◆ WHAT IS EXPECTED:
If "query" shows up in a line of the material, return that line.

◆ MATERIALS PROVIDED:

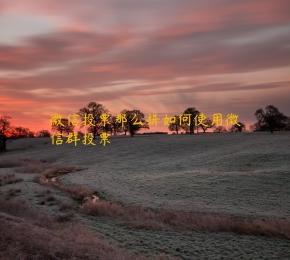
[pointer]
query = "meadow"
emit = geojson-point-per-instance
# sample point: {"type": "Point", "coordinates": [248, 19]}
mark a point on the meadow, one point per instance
{"type": "Point", "coordinates": [160, 196]}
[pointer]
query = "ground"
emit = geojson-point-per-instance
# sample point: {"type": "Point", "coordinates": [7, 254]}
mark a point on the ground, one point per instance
{"type": "Point", "coordinates": [238, 175]}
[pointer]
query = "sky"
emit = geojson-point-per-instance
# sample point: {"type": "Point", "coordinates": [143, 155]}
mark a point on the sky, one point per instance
{"type": "Point", "coordinates": [160, 56]}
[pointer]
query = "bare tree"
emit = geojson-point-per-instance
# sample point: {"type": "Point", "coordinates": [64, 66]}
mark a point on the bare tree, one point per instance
{"type": "Point", "coordinates": [193, 113]}
{"type": "Point", "coordinates": [270, 119]}
{"type": "Point", "coordinates": [4, 131]}
{"type": "Point", "coordinates": [43, 133]}
{"type": "Point", "coordinates": [207, 125]}
{"type": "Point", "coordinates": [239, 127]}
{"type": "Point", "coordinates": [21, 132]}
{"type": "Point", "coordinates": [135, 121]}
{"type": "Point", "coordinates": [64, 127]}
{"type": "Point", "coordinates": [96, 110]}
{"type": "Point", "coordinates": [175, 126]}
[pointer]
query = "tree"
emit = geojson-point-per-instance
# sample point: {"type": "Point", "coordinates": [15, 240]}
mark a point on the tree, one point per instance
{"type": "Point", "coordinates": [116, 127]}
{"type": "Point", "coordinates": [175, 126]}
{"type": "Point", "coordinates": [63, 127]}
{"type": "Point", "coordinates": [21, 132]}
{"type": "Point", "coordinates": [43, 133]}
{"type": "Point", "coordinates": [240, 127]}
{"type": "Point", "coordinates": [270, 119]}
{"type": "Point", "coordinates": [193, 113]}
{"type": "Point", "coordinates": [4, 131]}
{"type": "Point", "coordinates": [220, 129]}
{"type": "Point", "coordinates": [207, 124]}
{"type": "Point", "coordinates": [135, 121]}
{"type": "Point", "coordinates": [96, 110]}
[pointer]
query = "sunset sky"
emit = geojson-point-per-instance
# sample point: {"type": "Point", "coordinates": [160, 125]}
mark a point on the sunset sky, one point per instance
{"type": "Point", "coordinates": [159, 56]}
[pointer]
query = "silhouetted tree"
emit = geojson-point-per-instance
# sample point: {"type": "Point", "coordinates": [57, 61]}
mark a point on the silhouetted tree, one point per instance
{"type": "Point", "coordinates": [135, 121]}
{"type": "Point", "coordinates": [240, 127]}
{"type": "Point", "coordinates": [220, 129]}
{"type": "Point", "coordinates": [43, 133]}
{"type": "Point", "coordinates": [4, 131]}
{"type": "Point", "coordinates": [64, 128]}
{"type": "Point", "coordinates": [175, 126]}
{"type": "Point", "coordinates": [21, 132]}
{"type": "Point", "coordinates": [207, 125]}
{"type": "Point", "coordinates": [96, 110]}
{"type": "Point", "coordinates": [116, 127]}
{"type": "Point", "coordinates": [193, 113]}
{"type": "Point", "coordinates": [270, 119]}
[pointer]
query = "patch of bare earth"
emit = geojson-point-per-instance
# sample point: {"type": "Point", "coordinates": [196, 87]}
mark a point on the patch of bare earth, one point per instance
{"type": "Point", "coordinates": [27, 234]}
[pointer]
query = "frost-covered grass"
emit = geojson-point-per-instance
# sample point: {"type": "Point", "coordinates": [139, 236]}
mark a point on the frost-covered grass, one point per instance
{"type": "Point", "coordinates": [247, 175]}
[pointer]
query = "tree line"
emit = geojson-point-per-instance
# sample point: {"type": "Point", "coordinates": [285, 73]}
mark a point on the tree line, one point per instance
{"type": "Point", "coordinates": [268, 119]}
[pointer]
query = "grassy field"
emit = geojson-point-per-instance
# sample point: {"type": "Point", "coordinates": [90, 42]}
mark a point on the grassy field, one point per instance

◆ OUTPUT BELOW:
query = "meadow"
query = "ground"
query = "sky"
query = "bare tree"
query = "tree"
query = "sunset sky"
query = "silhouetted tree"
query = "patch of bare earth"
query = "frost-covered grass"
query = "tree line"
query = "grassy field"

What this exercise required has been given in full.